What to do ▸
1. Answer these questions from the text on dog pregnancy, putting each answer on its own line and marking it (a), (b), or (c).
(a) How many days after breeding might a vet first detect pregnancy by feeling the abdomen?
(b) From which week on do the nipples and mammary glands grow larger and darker?
(c) Are false pregnancies harmful to the dog's health?
2. Summarize the text on dog pregnancy in two sentences.
3. Reproduce the portion of the text on dog pregnancy that begins at the words "The behavior of" and ends after the words "last two weeks..".

Selected text ▸

No matter what the size or breed, the gestation period of a dog is the same, approximately nine weeks. Pregnancy lasts about 2 months or 60-64 days. The reproductive life of a dog changes greatly from breed to breed as far as the onset of puberty is concerned, however, small breeds of dog usually start having cycles at around 4-6 months of age, and large breeds generally start later, and are ready to breed at about 12 to 24 months of age. The heat cycles will alter between each individual dog.
Some dog cycles are as few as 2 days, but some can last as long as 21 days. Female dogs do not experience the menopause as human females do. The gestation period of a dog is the time when the pups are developing in the mother's uterus. Although gestation generally lasts 9 weeks, sometimes puppies can be born anywhere between 58 and 68 days.
There are no blood or urine tests available to confirm pregnancy in the dog. The soonest conceivable time of diagnosis of pregnancy may be 26-35 days after breeding, when the vet may be able to detect pregnancy by feeling the abdomen. Diagnosis by x-rays is usually only possible after 45 days. During the first 5 weeks of pregnancy, there are few detectable changes. After the 5th week, you may detect weight gain, particularly with a large litter, but If only 1 or 2 puppies are present, the mother may put on only a little weight until shortly before birth. Abdominal enlargement is normally obvious in the last 3 weeks.
From the fifth week on the nipples and mammary gland gain in size and acquire a darker color, preparing to receive the breast feeders. The dog may seem a little quieter than normal, but apart from this nothing noticeable until the sixth or seventh week, when the mothers abdomen begins to increase in size as the puppies get bigger. The dog will probably want to urinate more often than usual. In the eighth week, the dog's breast, really big already, begin to secrete a white liquid.
A couple of weeks before the birth, you should decide where the puppies are going to be born and be prepared by having all the equipment you need ready. The puppies may be delivered earlier than expected, in the middle of the night or in the least unlikeliest place. Keep a close eye on your dog when the delivery date is near, as she may try to go off to have the puppies on her own, particularly if her pregnancy has been a difficult one.
The behavior of your dog may change, especially in the last few weeks of pregnancy. As the uterus enlarges with the developing puppies, your dog may become restless, seek privacy and in the last few days, all she has learnt about toilet training may be forgotten. She may start nest building by shredding papers, blankets or bedding in the last weeks. Keep your children away from the dog particularly during the last two weeks..
During the gestation period of a dog, good nutrition is essential for the mother to give her pups the best start in life. During the first 4 weeks, feeding high-protein supplements, such as eggs, lean meats or liver, is a good idea. During the last 5 weeks, you dog's nutritional demands nearly double. Make sure that fresh clean water is always be available, as fluid needs are also greatly increased. The vet may suggest a special diet or vitamins at this time.
Female dogs that were not coupled during their heats often endure nervous or psychological pregnancies eight or nine weeks after the heat is over. The dog's body prepares for the delivery, even though it is not pregnant. Occasionally the female dogs dig in the ground, prepare their nests and even collect toys or other objects and protect them as if they were a real litter of pups. Some of them even produce milk. False pregnancies are not harmful to the dog's health and don't generally last more than a few days. Your vet will be able to advise you about how you should treat your dog if she is involved in phantom pregnancies and how to stop these situations in the future.

Data ▸
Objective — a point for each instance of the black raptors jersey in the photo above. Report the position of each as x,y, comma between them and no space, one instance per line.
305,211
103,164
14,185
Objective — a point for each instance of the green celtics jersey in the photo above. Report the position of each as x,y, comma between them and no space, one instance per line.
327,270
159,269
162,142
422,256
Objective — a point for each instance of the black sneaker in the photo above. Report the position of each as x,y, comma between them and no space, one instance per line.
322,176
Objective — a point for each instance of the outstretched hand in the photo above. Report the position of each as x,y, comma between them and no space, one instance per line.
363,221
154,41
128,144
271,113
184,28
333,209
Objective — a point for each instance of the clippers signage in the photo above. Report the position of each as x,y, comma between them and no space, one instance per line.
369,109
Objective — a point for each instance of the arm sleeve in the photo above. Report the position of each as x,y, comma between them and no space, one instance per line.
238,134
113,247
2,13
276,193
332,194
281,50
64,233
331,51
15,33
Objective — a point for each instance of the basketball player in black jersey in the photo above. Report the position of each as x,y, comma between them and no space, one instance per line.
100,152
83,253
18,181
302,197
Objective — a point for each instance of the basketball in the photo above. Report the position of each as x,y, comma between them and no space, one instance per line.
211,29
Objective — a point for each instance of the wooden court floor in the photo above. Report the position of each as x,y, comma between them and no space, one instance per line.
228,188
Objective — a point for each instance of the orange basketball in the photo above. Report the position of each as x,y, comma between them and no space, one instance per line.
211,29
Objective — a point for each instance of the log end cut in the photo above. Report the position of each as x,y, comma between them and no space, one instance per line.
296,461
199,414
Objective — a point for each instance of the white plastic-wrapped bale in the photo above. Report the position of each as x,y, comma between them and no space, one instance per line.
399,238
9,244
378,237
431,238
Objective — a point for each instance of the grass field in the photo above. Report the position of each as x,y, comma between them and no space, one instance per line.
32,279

Answers for each item ▸
1.
(a) 26-35 days after breeding.
(b) From the fifth week on.
(c) No, they are not harmful to the dog's health.

2. A dog's gestation period lasts about nine weeks regardless of size or breed, and pregnancy can be detected by feeling the abdomen at the soonest 26-35 days after breeding, while few changes appear during the first five weeks. Good nutrition is essential during this period, and female dogs not coupled during their heats often have false pregnancies, which are not harmful to their health.

3.
The behavior of your dog may change, especially in the last few weeks of pregnancy. As the uterus enlarges with the developing puppies, your dog may become restless, seek privacy and in the last few days, all she has learnt about toilet training may be forgotten. She may start nest building by shredding papers, blankets or bedding in the last weeks. Keep your children away from the dog particularly during the last two weeks..